= Input =
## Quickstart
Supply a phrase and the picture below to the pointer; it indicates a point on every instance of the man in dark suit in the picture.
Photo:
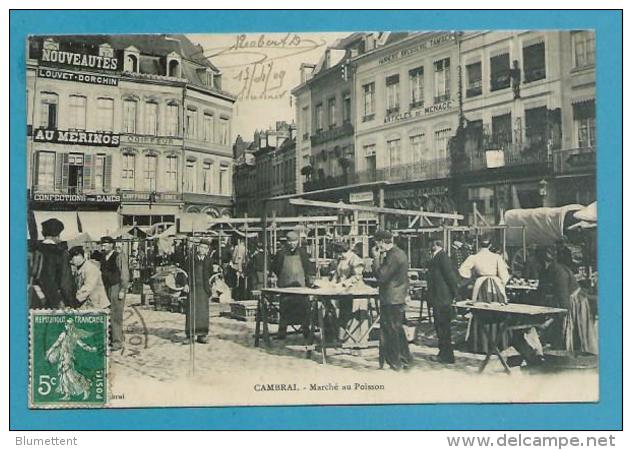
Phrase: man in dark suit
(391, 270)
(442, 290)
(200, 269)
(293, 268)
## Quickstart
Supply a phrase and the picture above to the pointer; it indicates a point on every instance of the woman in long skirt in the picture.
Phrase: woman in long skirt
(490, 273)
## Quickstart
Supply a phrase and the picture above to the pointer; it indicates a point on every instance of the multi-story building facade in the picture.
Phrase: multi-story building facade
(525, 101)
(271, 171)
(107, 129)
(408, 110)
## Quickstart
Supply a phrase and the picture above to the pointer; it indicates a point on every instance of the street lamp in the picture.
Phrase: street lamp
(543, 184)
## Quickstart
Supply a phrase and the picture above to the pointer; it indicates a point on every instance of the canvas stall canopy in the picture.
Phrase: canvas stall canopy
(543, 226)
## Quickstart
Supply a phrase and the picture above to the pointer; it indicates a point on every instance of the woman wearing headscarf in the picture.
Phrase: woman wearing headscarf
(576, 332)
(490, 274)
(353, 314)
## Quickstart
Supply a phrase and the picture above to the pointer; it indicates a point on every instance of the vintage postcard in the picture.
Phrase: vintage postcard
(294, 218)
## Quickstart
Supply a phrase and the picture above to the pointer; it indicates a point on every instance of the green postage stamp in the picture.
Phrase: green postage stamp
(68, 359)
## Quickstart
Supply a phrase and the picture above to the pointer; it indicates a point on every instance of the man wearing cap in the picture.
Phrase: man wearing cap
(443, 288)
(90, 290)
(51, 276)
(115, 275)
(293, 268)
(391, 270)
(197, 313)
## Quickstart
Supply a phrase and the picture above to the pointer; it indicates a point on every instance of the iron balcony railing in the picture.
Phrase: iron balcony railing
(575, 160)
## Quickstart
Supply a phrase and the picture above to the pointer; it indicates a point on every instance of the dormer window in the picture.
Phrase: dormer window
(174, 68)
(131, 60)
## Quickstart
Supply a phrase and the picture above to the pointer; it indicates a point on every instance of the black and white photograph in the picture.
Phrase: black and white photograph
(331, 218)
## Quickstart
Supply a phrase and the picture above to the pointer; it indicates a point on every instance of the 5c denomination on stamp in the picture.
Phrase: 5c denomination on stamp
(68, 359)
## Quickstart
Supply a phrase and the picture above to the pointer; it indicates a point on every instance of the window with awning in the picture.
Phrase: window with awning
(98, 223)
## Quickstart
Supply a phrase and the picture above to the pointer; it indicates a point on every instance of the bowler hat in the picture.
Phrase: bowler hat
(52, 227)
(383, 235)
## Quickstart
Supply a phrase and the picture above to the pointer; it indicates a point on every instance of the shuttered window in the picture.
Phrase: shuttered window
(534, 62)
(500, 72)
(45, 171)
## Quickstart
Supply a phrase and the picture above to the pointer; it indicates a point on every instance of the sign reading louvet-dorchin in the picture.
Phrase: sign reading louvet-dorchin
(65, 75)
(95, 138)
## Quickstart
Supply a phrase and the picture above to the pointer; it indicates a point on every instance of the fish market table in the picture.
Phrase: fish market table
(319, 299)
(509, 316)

* * *

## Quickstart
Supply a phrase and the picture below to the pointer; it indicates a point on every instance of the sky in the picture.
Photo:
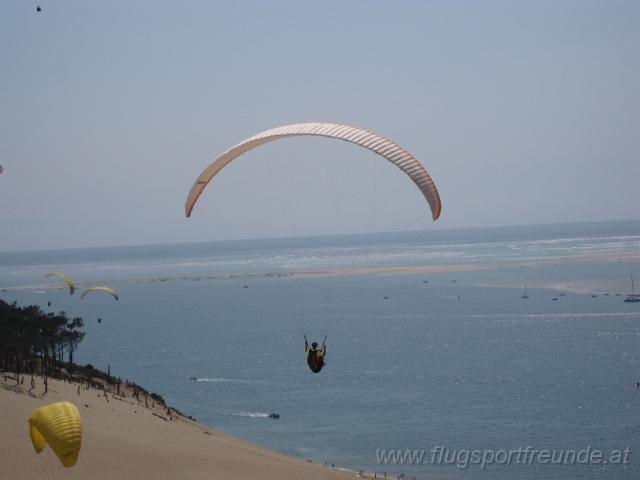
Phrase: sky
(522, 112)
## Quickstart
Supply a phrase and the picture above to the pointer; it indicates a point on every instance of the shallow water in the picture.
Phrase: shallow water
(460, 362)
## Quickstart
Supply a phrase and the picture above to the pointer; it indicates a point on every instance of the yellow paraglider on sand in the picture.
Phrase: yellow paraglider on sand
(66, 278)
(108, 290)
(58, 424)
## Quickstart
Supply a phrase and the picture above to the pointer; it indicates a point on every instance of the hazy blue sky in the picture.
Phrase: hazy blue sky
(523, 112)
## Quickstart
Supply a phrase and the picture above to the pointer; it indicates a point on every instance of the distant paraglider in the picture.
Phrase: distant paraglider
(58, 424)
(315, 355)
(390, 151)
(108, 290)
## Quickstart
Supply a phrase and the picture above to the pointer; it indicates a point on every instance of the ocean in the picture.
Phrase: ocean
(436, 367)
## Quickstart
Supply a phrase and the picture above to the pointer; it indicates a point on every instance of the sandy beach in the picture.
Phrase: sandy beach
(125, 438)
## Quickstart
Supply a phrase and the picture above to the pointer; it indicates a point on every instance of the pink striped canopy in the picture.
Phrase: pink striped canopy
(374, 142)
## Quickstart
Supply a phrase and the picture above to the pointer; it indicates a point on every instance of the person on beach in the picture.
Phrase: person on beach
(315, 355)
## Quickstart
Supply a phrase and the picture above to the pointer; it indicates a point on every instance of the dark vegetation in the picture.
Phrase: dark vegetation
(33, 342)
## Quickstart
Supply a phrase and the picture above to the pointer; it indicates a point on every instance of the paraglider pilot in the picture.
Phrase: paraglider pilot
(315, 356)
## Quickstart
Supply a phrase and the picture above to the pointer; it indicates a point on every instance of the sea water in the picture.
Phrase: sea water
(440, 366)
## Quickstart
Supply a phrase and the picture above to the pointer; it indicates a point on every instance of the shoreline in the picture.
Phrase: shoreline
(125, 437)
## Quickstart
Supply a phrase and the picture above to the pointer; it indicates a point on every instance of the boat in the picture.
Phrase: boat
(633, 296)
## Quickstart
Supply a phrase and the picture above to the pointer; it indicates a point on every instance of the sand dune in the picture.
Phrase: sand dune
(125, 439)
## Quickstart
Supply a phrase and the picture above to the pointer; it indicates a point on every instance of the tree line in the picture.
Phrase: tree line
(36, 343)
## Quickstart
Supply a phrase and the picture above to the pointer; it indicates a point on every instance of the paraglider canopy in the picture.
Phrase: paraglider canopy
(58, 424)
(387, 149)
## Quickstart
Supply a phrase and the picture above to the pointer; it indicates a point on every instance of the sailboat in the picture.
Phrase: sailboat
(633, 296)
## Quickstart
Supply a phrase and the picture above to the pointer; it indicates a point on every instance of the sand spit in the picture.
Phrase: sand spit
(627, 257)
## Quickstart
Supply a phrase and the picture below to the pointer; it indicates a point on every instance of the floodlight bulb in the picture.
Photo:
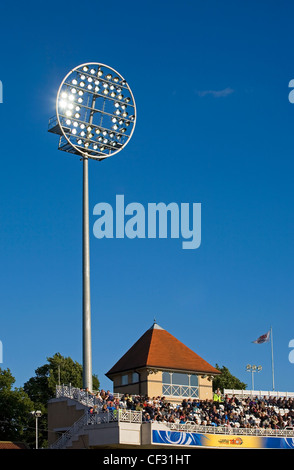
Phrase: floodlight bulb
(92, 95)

= Exercise description =
Gather every line above that contains the string "hazy" and copy each one in full. Letter case matters when matching.

= Answer to this problem =
Supply a phrase and the picture above to the pointer; it indicates a point on every instance of the hazy blue sky in the picture.
Phrase: hazy blue sky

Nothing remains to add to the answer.